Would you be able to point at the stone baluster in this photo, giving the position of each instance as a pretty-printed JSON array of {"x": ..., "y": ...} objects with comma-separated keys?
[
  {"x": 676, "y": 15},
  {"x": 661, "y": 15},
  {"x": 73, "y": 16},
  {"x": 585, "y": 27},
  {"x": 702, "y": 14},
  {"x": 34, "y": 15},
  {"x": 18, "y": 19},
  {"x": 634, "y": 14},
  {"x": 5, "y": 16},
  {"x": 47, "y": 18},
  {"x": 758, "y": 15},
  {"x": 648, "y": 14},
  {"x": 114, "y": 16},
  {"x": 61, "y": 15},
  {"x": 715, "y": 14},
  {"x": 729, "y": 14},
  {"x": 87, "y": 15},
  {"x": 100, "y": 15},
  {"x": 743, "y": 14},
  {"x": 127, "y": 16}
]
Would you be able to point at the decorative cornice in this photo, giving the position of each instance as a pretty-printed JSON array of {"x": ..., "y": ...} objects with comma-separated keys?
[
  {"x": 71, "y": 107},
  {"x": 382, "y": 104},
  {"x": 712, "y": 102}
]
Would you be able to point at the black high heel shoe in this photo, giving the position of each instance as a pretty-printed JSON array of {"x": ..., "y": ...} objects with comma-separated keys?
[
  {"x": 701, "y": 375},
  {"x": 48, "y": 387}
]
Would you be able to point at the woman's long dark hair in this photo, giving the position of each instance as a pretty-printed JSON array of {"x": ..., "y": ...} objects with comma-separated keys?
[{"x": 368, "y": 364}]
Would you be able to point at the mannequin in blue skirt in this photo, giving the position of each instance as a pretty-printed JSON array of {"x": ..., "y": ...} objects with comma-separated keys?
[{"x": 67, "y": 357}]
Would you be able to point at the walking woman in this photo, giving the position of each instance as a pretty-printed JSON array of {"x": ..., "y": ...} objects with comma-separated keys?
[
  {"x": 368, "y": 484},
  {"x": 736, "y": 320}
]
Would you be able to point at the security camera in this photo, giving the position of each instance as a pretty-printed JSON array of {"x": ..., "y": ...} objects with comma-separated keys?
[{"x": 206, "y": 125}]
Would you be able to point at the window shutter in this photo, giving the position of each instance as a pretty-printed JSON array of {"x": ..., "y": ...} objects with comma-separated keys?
===
WHAT TO WORK ON: Could every record be printed again exactly as it reads?

WRITTEN SOLUTION:
Would you be able to point at the stone baluster in this photo, giving the position of each instance as a pretty-printed JSON array of {"x": ..., "y": ...} objects with comma-separated keys?
[
  {"x": 676, "y": 15},
  {"x": 661, "y": 15},
  {"x": 73, "y": 16},
  {"x": 585, "y": 27},
  {"x": 702, "y": 14},
  {"x": 34, "y": 15},
  {"x": 18, "y": 19},
  {"x": 634, "y": 14},
  {"x": 5, "y": 16},
  {"x": 47, "y": 18},
  {"x": 758, "y": 15},
  {"x": 648, "y": 14},
  {"x": 114, "y": 16},
  {"x": 61, "y": 15},
  {"x": 715, "y": 14},
  {"x": 729, "y": 14},
  {"x": 87, "y": 15},
  {"x": 100, "y": 15},
  {"x": 743, "y": 14},
  {"x": 127, "y": 16}
]
Would you be able to point at the decorative cornice in this photo, giving the position of each instance as a pretty-printed JSON array of {"x": ..., "y": ...} objects with comma-separated keys?
[
  {"x": 71, "y": 107},
  {"x": 382, "y": 104},
  {"x": 712, "y": 102}
]
Would you be able to point at the black high heel shoe in this photo, giving the position of each instance as a pretty-printed JSON array of {"x": ..., "y": ...} objects with comma-separated keys?
[
  {"x": 701, "y": 375},
  {"x": 48, "y": 387}
]
Would you be able to point at the woman's long dark hair in this photo, giving the position of each instance as a pretty-printed JSON array of {"x": ..., "y": ...} objects with comma-separated keys?
[{"x": 368, "y": 364}]
Would you be able to point at the mannequin in blue skirt in this photo, giving the position of each instance as a pretty-printed JSON array of {"x": ..., "y": ...} objects with comma-separated keys?
[{"x": 67, "y": 357}]
Would you be able to point at the walking woman in this photo, giving the position of each instance as a pretty-printed JSON array of {"x": ..., "y": ...} objects with comma-separated keys?
[
  {"x": 368, "y": 484},
  {"x": 736, "y": 320}
]
Would you be able to point at the security camera in this photo, giving the position of each instance as a pretty-printed JSON array of {"x": ..., "y": ...} objects with comma-separated keys?
[{"x": 206, "y": 125}]
Would you be able to point at the window shutter in this photo, giving the position of each instance as a pretty-printed JSON array of {"x": ..., "y": ...} objects with comma-separated keys?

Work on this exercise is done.